練習課題 :: 次のリストの各行を、一字一句変えずにすべて書き写しなさい。

データ記録 ::

***

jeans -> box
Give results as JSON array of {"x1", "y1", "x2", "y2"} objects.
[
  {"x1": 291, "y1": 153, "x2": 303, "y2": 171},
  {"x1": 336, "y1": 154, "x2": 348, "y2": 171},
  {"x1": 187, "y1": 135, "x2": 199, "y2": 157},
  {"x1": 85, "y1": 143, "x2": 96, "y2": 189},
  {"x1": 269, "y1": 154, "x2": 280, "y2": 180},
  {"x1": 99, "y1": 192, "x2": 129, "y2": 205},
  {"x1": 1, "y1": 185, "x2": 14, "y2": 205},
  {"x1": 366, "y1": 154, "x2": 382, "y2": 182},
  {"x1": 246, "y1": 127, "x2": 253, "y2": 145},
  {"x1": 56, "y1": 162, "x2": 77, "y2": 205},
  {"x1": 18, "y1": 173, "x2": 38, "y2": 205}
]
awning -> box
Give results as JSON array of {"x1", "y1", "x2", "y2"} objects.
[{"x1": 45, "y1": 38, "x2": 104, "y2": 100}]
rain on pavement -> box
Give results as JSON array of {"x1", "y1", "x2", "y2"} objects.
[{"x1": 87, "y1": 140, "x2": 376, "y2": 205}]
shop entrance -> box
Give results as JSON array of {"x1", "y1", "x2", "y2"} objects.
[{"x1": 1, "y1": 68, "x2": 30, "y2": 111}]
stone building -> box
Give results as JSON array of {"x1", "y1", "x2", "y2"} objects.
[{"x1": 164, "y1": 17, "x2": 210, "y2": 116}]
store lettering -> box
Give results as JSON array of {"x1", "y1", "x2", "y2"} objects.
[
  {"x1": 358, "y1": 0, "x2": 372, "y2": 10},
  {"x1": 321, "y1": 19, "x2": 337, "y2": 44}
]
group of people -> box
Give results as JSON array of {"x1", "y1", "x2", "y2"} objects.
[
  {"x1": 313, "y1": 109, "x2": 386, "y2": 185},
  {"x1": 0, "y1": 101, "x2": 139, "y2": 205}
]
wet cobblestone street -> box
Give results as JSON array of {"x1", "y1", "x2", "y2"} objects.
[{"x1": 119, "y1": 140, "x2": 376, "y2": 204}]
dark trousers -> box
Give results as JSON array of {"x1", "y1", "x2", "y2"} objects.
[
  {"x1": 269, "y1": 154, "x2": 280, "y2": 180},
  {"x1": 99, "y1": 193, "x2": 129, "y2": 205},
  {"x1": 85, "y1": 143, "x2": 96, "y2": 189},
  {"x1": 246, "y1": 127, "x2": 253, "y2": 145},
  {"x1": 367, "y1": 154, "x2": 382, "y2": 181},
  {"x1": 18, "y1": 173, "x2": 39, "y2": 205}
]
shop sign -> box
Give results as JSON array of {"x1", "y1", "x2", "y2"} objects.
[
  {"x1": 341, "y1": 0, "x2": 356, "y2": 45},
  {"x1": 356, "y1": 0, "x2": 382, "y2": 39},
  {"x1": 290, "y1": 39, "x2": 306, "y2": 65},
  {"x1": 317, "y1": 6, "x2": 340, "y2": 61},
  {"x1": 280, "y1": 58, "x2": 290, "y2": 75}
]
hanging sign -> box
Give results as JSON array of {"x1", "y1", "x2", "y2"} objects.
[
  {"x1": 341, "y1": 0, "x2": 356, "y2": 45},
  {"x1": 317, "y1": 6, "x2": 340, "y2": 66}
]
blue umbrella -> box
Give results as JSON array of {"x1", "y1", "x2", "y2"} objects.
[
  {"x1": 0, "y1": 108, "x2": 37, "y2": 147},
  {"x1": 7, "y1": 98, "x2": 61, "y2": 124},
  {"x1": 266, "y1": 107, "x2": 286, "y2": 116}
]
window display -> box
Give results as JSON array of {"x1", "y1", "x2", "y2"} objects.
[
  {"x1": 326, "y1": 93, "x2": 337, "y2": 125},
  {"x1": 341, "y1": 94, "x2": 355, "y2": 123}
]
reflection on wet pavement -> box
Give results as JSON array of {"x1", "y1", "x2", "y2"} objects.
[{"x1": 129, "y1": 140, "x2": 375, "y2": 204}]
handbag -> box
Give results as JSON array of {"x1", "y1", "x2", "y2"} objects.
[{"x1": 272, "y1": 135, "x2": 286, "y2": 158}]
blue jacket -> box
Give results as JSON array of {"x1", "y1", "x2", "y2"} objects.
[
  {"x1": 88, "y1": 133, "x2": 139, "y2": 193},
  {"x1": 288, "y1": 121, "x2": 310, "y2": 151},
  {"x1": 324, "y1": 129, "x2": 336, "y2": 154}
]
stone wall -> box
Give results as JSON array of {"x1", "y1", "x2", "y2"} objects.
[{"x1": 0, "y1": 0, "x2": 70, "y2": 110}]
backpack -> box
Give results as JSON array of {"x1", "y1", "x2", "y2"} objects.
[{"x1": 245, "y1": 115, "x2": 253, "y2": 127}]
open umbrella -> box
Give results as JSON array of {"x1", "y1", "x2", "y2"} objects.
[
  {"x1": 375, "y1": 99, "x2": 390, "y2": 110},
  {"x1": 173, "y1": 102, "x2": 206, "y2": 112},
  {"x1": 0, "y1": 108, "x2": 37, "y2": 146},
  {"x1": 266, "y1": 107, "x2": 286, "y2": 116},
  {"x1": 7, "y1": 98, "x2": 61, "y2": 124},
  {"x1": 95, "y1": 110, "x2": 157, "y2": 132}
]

***

本問の解答 ::
jeans -> box
Give results as JSON array of {"x1", "y1", "x2", "y2"} objects.
[
  {"x1": 291, "y1": 153, "x2": 303, "y2": 171},
  {"x1": 336, "y1": 154, "x2": 348, "y2": 171},
  {"x1": 187, "y1": 135, "x2": 199, "y2": 157},
  {"x1": 85, "y1": 143, "x2": 96, "y2": 189},
  {"x1": 269, "y1": 154, "x2": 280, "y2": 180},
  {"x1": 99, "y1": 192, "x2": 129, "y2": 205},
  {"x1": 1, "y1": 185, "x2": 14, "y2": 205},
  {"x1": 366, "y1": 154, "x2": 382, "y2": 182},
  {"x1": 246, "y1": 127, "x2": 253, "y2": 145},
  {"x1": 56, "y1": 162, "x2": 77, "y2": 205},
  {"x1": 18, "y1": 173, "x2": 38, "y2": 205}
]
awning -> box
Give results as JSON array of {"x1", "y1", "x2", "y2"} objects.
[{"x1": 45, "y1": 38, "x2": 104, "y2": 100}]
rain on pavement -> box
Give results as JSON array of {"x1", "y1", "x2", "y2"} objects.
[{"x1": 87, "y1": 140, "x2": 376, "y2": 205}]
shop entrance -> box
Give results as JSON array of {"x1", "y1", "x2", "y2"} objects.
[{"x1": 1, "y1": 68, "x2": 30, "y2": 111}]
stone building -> box
Give results as JSON array of {"x1", "y1", "x2", "y2"} objects.
[{"x1": 164, "y1": 17, "x2": 210, "y2": 116}]
store lettering -> box
Give results as JSON array of {"x1", "y1", "x2", "y2"} objects.
[
  {"x1": 358, "y1": 0, "x2": 372, "y2": 10},
  {"x1": 321, "y1": 19, "x2": 337, "y2": 44}
]
group of people -> box
Give results as JSON array of {"x1", "y1", "x2", "y2"} objects.
[
  {"x1": 313, "y1": 109, "x2": 386, "y2": 185},
  {"x1": 0, "y1": 101, "x2": 139, "y2": 205}
]
wet cobblestone street -> box
Give results as JSON array of {"x1", "y1", "x2", "y2"} objects.
[{"x1": 119, "y1": 140, "x2": 376, "y2": 204}]
dark trousers -> box
Give results as JSON array of {"x1", "y1", "x2", "y2"} objects.
[
  {"x1": 269, "y1": 154, "x2": 280, "y2": 180},
  {"x1": 99, "y1": 193, "x2": 129, "y2": 205},
  {"x1": 85, "y1": 143, "x2": 96, "y2": 189},
  {"x1": 246, "y1": 127, "x2": 253, "y2": 145},
  {"x1": 367, "y1": 154, "x2": 382, "y2": 181},
  {"x1": 18, "y1": 173, "x2": 39, "y2": 205}
]
shop sign -> box
Give results as JSON array of {"x1", "y1", "x2", "y2"} objects.
[
  {"x1": 341, "y1": 0, "x2": 356, "y2": 45},
  {"x1": 356, "y1": 0, "x2": 382, "y2": 39},
  {"x1": 290, "y1": 39, "x2": 306, "y2": 65},
  {"x1": 317, "y1": 6, "x2": 340, "y2": 61},
  {"x1": 280, "y1": 58, "x2": 290, "y2": 75}
]
hanging sign -> box
Give results as JSON array of {"x1", "y1", "x2", "y2"} objects.
[
  {"x1": 341, "y1": 0, "x2": 356, "y2": 45},
  {"x1": 317, "y1": 6, "x2": 340, "y2": 66}
]
blue umbrella -> box
Give results as JSON array of {"x1", "y1", "x2", "y2"} objects.
[
  {"x1": 0, "y1": 108, "x2": 37, "y2": 147},
  {"x1": 7, "y1": 98, "x2": 61, "y2": 124},
  {"x1": 266, "y1": 107, "x2": 286, "y2": 116}
]
window display -> box
Give results as JSON array of {"x1", "y1", "x2", "y2"} objects.
[
  {"x1": 326, "y1": 93, "x2": 337, "y2": 125},
  {"x1": 341, "y1": 94, "x2": 355, "y2": 123}
]
reflection on wet pavement -> box
Give results as JSON array of {"x1", "y1", "x2", "y2"} objects.
[{"x1": 129, "y1": 140, "x2": 375, "y2": 204}]
handbag -> box
Give results as JSON array of {"x1", "y1", "x2", "y2"} objects.
[{"x1": 272, "y1": 135, "x2": 286, "y2": 158}]
blue jacket -> box
Give results as JSON array of {"x1", "y1", "x2", "y2"} objects.
[
  {"x1": 88, "y1": 133, "x2": 139, "y2": 193},
  {"x1": 288, "y1": 121, "x2": 310, "y2": 151},
  {"x1": 324, "y1": 129, "x2": 336, "y2": 154}
]
stone wall -> box
Give results as JSON array of {"x1", "y1", "x2", "y2"} objects.
[{"x1": 0, "y1": 0, "x2": 70, "y2": 110}]
backpack -> box
Give results as JSON array of {"x1", "y1", "x2", "y2"} objects.
[{"x1": 245, "y1": 115, "x2": 253, "y2": 127}]
open umbrella -> box
Give results as JSON array of {"x1", "y1", "x2", "y2"} objects.
[
  {"x1": 375, "y1": 99, "x2": 390, "y2": 110},
  {"x1": 173, "y1": 102, "x2": 206, "y2": 112},
  {"x1": 0, "y1": 108, "x2": 37, "y2": 146},
  {"x1": 266, "y1": 107, "x2": 286, "y2": 116},
  {"x1": 7, "y1": 98, "x2": 61, "y2": 124},
  {"x1": 95, "y1": 110, "x2": 157, "y2": 132}
]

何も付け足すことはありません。